----- PROVIDED MATERIAL -----
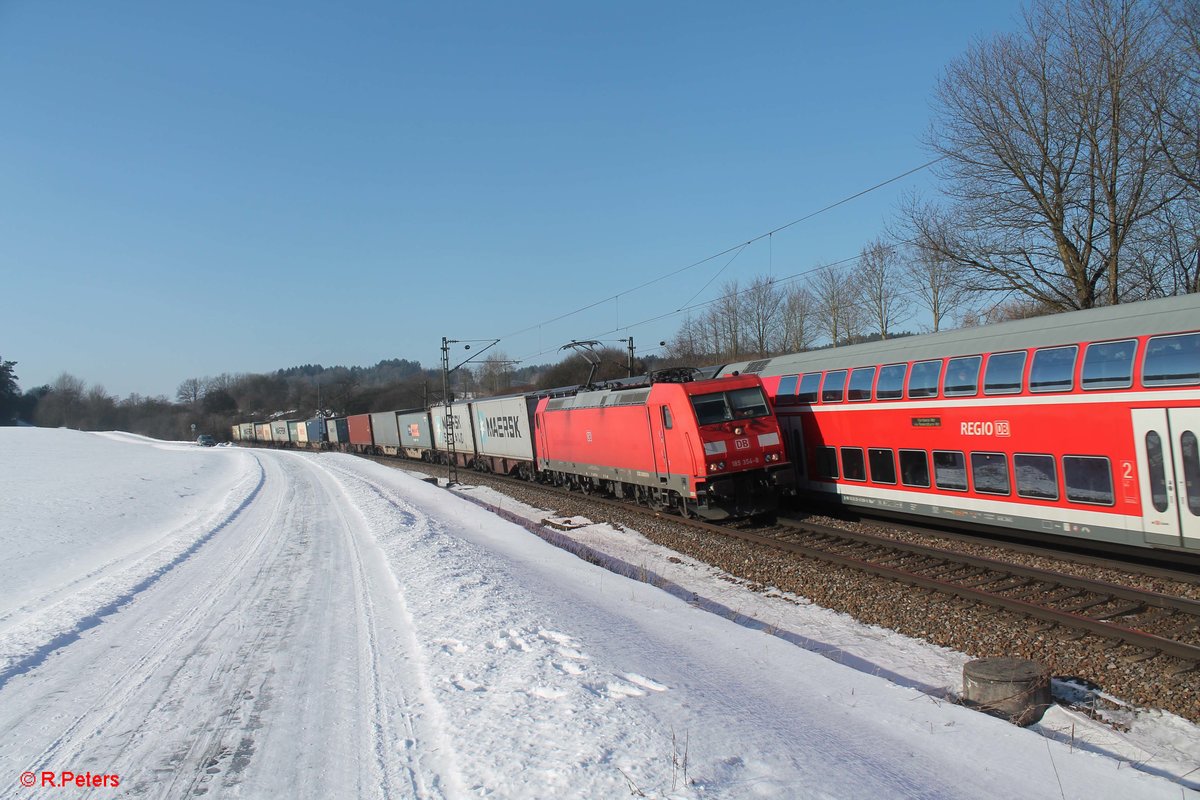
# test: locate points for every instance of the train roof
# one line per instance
(1147, 317)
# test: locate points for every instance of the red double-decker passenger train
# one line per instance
(1081, 425)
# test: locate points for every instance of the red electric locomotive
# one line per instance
(705, 447)
(1080, 425)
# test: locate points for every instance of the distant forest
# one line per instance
(213, 404)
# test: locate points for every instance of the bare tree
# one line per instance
(880, 284)
(798, 325)
(1179, 95)
(838, 305)
(730, 322)
(190, 391)
(495, 373)
(1049, 152)
(763, 305)
(933, 278)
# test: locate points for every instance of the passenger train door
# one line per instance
(1168, 444)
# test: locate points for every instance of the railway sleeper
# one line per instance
(1132, 607)
(1007, 583)
(1084, 605)
(982, 579)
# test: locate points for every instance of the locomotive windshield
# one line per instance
(737, 404)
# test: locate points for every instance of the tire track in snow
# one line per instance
(130, 683)
(402, 690)
(29, 644)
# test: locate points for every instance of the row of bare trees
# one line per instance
(1069, 156)
(837, 304)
-----
- **EXERCISE OBJECTIVE**
Can you write out all of the material above again, requests included, with every x and y coordinate of the points shifted by -5? Leave the pictures out.

- **ANSWER**
# test: locate points for every instance of the train roof
# one line per instance
(1142, 312)
# test: locate points for every instance of the red double-decker passenger train
# one line per instance
(1076, 420)
# test: locate points for every instance of the red electric locomotive
# one line per instance
(700, 442)
(1075, 420)
# test: locate points for every instance of the distant forest
# one line per instance
(208, 399)
# test: locate points for every instance of the bare tree
# one line per instance
(875, 279)
(793, 320)
(1174, 90)
(833, 300)
(725, 317)
(185, 386)
(490, 368)
(1044, 147)
(758, 300)
(928, 273)
# test: locate points for every instance of the passenger train door
# one line per instance
(1163, 439)
# test: locate points for every instance of the railway sleeper
# one line per instance
(1127, 602)
(1002, 578)
(1079, 600)
(977, 574)
# test: locate points for every instance of the locomotive windshield
# one line per instance
(732, 399)
# test: locate points for every instance of the tire track in snow
# one line per instance
(125, 678)
(397, 685)
(24, 639)
# test: locate points for every instance of the row of bare trees
# one line per instance
(1064, 151)
(832, 299)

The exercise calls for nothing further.